-- START OF INPUT DATA --

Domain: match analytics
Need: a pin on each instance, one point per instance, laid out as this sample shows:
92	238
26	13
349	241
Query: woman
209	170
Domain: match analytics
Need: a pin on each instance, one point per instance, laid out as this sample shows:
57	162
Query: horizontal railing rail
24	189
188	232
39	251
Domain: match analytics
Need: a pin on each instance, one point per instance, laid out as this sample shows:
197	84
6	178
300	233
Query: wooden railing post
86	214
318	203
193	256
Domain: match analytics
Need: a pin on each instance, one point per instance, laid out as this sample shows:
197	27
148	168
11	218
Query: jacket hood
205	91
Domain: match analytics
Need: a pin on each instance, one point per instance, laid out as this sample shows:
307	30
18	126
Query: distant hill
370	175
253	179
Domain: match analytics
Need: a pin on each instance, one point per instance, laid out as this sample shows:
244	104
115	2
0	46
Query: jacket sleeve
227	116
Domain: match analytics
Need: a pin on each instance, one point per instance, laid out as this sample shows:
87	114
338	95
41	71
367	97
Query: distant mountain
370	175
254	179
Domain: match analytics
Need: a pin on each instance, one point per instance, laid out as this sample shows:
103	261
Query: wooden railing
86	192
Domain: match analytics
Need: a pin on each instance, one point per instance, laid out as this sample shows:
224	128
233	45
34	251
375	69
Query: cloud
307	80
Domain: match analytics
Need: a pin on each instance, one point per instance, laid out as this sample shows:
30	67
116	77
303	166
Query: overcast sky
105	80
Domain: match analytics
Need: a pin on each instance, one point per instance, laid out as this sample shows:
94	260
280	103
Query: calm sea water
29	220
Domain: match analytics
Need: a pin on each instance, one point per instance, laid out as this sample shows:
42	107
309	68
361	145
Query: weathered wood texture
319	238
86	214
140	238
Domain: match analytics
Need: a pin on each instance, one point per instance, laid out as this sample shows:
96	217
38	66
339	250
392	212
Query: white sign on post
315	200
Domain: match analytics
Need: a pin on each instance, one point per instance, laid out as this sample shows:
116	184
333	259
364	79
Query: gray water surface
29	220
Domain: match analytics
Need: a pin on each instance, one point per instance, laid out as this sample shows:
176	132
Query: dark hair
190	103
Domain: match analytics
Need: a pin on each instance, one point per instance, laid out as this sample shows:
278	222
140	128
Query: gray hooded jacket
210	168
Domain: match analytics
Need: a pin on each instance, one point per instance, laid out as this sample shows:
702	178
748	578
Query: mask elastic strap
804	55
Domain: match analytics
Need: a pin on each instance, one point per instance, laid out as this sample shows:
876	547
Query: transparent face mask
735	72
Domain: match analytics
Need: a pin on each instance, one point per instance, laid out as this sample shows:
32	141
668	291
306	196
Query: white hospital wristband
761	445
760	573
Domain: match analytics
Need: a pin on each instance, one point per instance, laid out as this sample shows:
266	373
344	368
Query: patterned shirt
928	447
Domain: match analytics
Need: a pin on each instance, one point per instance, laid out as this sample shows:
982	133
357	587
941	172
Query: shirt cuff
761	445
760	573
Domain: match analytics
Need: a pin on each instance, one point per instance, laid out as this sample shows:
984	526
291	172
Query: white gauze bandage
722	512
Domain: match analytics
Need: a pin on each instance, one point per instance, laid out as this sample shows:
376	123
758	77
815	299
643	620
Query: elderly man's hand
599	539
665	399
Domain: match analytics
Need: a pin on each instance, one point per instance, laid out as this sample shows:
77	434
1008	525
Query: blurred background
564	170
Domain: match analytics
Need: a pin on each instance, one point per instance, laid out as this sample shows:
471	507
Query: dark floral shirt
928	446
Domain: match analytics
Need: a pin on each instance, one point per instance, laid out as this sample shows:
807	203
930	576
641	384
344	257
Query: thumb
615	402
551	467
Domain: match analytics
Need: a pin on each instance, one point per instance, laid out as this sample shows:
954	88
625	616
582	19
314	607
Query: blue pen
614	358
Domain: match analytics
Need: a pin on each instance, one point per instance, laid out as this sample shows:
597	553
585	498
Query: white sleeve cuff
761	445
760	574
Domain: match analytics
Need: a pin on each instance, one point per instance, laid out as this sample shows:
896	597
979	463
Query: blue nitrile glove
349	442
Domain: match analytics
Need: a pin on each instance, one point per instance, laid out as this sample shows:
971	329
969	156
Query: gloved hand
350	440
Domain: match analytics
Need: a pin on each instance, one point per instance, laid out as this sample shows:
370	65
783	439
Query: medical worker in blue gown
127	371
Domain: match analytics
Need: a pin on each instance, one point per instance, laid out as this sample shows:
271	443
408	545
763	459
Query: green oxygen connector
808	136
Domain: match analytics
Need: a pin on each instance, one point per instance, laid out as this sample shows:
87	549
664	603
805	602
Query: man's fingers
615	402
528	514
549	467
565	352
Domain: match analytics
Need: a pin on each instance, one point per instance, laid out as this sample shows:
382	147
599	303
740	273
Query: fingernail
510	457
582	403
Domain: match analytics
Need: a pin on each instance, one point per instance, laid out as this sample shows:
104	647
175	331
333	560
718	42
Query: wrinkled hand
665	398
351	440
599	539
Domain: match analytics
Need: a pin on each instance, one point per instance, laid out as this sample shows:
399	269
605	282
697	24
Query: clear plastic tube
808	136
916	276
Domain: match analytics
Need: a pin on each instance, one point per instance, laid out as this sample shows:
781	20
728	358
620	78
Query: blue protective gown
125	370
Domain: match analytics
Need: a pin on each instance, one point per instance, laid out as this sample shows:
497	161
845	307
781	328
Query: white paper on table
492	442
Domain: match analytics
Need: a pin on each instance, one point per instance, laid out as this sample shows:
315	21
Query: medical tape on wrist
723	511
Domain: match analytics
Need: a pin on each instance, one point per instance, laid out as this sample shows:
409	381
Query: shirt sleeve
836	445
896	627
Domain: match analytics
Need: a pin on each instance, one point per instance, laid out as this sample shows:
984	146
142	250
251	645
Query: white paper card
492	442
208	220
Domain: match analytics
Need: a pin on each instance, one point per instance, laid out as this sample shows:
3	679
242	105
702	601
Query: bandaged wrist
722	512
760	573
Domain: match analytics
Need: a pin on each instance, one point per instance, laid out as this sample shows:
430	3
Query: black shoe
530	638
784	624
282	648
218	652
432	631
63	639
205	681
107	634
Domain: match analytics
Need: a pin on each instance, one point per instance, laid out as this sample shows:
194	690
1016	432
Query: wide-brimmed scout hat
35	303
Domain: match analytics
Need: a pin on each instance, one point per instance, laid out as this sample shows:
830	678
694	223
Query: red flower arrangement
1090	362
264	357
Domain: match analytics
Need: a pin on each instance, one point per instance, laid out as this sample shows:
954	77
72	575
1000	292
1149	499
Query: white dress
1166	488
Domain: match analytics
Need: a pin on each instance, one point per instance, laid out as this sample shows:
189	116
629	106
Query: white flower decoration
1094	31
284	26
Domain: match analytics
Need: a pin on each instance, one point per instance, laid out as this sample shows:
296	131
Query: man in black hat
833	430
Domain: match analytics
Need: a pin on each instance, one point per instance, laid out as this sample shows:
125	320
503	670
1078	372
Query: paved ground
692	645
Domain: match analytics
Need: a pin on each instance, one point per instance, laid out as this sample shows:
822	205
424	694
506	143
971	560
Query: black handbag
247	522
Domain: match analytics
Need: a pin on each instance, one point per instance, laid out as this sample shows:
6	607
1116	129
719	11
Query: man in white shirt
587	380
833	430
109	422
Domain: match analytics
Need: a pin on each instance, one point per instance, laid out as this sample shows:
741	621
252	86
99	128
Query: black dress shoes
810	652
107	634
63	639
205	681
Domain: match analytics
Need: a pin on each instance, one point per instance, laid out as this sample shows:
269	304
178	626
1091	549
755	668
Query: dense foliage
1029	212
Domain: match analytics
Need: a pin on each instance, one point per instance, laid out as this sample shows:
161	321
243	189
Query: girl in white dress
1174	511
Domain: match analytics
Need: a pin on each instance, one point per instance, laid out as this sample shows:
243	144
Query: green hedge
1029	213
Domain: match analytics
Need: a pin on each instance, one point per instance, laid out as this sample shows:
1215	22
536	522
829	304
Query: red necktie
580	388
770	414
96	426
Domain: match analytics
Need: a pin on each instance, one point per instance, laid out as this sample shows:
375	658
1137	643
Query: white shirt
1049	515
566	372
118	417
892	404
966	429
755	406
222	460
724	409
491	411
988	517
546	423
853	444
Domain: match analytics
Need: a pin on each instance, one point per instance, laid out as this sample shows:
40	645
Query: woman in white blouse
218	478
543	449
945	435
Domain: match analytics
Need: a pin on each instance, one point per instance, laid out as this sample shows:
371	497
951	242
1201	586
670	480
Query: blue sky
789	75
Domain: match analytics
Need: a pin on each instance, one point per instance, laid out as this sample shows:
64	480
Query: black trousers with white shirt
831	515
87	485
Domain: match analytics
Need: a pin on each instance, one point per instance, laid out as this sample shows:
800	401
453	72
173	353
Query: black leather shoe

-- END OF INPUT DATA --
-- START OF INPUT DATA --

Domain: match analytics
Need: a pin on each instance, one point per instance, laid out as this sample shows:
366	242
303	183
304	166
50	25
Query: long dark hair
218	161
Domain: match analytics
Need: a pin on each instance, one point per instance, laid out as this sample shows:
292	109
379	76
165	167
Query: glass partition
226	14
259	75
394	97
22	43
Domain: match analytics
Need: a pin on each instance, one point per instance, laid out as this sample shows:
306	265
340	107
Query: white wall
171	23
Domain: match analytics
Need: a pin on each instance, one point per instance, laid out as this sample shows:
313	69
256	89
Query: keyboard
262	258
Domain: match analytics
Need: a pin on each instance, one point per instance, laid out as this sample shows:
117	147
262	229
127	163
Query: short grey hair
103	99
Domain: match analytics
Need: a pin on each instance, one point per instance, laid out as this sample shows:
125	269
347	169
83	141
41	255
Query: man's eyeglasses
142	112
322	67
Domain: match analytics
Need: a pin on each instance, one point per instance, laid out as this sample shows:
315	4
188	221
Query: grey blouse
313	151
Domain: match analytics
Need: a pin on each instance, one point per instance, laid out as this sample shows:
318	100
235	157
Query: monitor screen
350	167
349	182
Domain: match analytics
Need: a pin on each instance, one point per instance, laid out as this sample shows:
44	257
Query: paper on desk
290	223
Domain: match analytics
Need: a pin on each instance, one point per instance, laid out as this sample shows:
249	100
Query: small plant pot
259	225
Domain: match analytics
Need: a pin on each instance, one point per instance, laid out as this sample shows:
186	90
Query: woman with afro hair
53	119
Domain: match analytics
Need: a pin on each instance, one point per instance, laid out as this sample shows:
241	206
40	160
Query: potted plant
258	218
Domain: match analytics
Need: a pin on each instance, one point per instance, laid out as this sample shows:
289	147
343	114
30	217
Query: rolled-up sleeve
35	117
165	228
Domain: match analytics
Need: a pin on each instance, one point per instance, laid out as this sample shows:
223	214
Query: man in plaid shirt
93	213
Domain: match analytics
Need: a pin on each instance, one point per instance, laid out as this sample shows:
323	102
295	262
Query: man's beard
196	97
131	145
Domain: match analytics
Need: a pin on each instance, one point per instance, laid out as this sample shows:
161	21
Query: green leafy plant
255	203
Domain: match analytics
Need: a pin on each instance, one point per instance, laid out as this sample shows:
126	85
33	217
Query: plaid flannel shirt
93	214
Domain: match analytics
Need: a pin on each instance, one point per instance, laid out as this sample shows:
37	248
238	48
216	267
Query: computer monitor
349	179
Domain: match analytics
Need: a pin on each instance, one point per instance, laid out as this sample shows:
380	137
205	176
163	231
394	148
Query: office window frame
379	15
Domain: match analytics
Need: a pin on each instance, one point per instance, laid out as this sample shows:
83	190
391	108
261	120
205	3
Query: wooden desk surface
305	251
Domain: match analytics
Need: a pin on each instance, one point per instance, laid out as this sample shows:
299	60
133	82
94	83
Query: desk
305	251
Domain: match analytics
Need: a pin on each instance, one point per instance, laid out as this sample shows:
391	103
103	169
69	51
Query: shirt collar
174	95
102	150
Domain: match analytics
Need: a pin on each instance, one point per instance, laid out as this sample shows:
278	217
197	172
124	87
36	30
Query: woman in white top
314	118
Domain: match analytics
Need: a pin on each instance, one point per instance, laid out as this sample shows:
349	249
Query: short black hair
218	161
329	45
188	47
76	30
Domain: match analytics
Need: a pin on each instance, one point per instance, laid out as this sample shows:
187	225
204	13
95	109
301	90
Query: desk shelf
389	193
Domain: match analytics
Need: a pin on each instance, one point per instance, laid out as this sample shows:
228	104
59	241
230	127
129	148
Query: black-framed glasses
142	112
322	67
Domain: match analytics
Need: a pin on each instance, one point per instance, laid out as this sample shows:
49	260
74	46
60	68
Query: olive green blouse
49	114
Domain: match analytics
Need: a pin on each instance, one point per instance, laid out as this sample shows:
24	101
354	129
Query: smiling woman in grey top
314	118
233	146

-- END OF INPUT DATA --

▸ **WORK TO COMPLETE**
Find every line above that contains the word "dark" and copy each one out. Case counts.

▸ **RESULT OF THE TASK**
Query: dark hair
Query: dark floral shirt
Query: long dark hair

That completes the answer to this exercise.